**EXERCISE**
Please copy each line of the listing below in which the word "photograph" appears.
***** INFORMATION PROVIDED *****
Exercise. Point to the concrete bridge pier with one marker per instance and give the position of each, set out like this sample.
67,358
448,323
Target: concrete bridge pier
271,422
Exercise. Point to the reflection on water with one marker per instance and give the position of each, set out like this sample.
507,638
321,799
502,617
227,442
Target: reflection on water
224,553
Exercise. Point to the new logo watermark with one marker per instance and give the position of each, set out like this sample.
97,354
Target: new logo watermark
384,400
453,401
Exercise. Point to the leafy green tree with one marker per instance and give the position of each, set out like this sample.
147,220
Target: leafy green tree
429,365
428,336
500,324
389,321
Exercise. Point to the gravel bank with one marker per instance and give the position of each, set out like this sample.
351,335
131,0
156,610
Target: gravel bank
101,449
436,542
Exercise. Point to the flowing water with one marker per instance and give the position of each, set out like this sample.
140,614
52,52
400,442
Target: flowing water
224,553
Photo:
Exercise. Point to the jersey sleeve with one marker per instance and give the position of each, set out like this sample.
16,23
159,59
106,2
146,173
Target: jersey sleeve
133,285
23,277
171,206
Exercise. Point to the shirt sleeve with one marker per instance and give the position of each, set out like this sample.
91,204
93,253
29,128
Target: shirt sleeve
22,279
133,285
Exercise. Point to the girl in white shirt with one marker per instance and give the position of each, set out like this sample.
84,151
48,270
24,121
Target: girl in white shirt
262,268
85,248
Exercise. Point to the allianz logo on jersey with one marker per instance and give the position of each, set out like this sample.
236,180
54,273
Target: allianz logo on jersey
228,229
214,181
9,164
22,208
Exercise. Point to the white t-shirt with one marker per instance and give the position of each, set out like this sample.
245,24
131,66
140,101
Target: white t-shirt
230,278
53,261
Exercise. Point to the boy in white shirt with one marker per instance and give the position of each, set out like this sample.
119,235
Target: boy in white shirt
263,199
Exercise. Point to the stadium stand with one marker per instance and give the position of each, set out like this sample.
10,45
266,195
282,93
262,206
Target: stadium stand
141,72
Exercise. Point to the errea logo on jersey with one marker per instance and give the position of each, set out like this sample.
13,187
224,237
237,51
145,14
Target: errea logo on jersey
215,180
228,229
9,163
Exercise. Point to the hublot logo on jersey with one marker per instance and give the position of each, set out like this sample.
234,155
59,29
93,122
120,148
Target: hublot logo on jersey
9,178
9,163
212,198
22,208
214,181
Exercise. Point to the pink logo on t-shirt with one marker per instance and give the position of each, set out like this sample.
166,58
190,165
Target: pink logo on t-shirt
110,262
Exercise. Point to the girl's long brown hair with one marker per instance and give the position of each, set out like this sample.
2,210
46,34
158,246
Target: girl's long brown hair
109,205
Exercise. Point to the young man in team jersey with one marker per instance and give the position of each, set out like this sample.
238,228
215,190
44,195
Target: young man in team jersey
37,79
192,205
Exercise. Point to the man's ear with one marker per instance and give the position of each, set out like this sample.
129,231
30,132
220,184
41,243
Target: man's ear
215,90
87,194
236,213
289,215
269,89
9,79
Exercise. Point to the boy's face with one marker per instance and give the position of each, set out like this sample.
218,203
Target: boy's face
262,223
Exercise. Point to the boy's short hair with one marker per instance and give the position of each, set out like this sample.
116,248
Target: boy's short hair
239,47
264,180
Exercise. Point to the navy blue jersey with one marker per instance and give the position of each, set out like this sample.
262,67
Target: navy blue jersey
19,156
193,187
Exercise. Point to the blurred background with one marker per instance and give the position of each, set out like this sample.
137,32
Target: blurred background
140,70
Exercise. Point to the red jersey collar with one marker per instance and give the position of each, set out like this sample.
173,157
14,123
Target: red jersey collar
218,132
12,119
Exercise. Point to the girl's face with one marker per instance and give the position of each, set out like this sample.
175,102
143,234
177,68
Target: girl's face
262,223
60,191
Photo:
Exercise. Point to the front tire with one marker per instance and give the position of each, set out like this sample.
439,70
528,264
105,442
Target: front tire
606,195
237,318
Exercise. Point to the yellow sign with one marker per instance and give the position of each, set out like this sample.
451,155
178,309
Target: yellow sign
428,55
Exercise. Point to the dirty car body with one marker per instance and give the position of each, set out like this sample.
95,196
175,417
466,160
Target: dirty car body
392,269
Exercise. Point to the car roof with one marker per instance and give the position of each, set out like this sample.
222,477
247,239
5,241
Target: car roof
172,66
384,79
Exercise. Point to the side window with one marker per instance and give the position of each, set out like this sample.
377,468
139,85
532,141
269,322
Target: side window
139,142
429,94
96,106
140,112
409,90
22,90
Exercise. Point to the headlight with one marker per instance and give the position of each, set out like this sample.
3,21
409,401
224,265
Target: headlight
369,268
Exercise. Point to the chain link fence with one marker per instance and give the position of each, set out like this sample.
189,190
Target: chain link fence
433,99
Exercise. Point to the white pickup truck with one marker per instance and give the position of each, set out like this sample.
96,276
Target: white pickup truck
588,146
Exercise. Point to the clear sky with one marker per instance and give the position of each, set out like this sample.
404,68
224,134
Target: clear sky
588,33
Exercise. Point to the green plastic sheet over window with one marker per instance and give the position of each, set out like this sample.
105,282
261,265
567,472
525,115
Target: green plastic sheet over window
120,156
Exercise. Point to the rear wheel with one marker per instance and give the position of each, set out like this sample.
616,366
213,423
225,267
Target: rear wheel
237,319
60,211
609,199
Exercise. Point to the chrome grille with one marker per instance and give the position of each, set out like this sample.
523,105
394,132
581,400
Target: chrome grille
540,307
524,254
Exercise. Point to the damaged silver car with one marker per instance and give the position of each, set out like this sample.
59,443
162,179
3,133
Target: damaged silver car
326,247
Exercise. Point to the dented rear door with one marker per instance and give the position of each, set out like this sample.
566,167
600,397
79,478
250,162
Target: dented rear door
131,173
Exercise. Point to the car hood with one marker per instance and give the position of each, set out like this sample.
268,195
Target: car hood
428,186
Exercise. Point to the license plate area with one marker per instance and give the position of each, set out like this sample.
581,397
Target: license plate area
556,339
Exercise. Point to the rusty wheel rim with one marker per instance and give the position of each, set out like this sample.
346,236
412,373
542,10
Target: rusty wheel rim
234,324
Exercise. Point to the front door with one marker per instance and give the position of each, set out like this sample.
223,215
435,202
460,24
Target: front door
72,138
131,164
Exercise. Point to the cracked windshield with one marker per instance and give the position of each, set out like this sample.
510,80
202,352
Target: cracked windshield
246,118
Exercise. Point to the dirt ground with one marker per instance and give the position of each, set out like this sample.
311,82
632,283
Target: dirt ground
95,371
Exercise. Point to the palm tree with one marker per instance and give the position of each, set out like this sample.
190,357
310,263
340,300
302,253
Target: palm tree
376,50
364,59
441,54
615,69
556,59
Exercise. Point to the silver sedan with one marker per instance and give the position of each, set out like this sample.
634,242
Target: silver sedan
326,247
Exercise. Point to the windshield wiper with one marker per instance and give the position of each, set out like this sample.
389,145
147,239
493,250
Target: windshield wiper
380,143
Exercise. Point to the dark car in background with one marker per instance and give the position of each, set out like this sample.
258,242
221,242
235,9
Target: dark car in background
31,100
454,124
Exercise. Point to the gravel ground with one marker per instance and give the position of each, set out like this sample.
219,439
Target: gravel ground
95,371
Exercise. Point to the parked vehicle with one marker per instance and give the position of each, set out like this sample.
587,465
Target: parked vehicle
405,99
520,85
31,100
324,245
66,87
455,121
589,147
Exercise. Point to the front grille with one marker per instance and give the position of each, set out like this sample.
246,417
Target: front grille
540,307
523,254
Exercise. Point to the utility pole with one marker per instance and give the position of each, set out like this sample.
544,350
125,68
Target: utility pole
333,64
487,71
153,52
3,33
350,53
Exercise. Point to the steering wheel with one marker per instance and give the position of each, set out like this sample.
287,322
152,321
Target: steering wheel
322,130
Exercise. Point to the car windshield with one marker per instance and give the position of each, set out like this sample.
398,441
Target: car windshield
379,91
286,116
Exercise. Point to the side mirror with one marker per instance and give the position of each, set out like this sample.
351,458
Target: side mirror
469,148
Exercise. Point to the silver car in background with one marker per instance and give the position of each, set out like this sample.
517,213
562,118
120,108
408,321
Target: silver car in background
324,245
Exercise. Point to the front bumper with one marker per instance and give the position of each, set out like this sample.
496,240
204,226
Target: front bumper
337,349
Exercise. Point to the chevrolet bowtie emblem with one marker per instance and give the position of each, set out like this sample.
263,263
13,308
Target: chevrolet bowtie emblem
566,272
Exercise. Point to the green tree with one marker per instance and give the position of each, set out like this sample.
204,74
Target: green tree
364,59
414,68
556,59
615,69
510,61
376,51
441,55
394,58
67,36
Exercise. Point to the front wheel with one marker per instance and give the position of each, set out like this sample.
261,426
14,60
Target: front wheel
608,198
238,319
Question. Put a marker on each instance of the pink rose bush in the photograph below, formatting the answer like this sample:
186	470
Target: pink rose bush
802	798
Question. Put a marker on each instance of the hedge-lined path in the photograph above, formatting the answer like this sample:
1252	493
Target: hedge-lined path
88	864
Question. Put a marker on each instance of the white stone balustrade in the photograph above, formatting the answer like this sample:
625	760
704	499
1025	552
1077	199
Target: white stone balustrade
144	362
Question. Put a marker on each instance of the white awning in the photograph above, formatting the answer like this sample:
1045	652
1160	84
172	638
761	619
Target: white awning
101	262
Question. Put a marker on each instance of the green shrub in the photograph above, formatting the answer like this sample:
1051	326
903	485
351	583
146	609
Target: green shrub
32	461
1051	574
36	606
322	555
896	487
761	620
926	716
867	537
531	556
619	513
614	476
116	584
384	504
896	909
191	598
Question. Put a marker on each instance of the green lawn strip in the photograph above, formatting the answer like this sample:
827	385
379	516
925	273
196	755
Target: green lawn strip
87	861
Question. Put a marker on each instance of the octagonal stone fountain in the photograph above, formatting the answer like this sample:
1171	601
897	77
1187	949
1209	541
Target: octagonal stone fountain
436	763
*****
**ANSWER**
Question. Put a marker on each instance of the pink rose bush in the photograph below, formatting the answer like this sample:
Question. Put a marker on each instance of the hedge-lined path in the photograph above, formatting the answer like this sample:
Question. Put a marker on each instance of the white stone balustrade in the photograph above, formatting the answer like this sample:
Question. Put a marker on each instance of the white awning in the photograph above, formatting the answer like this sample:
Question. Put a marker on each instance of the green shrub in the photograph above, formatting the answer like this sample:
Question. Put a marker on each instance of the green lawn strip in the photograph above, formatting the answer like this sample:
Question. Put a marker on each instance of the octagonal stone fountain in the photograph above, formatting the answer like this sample:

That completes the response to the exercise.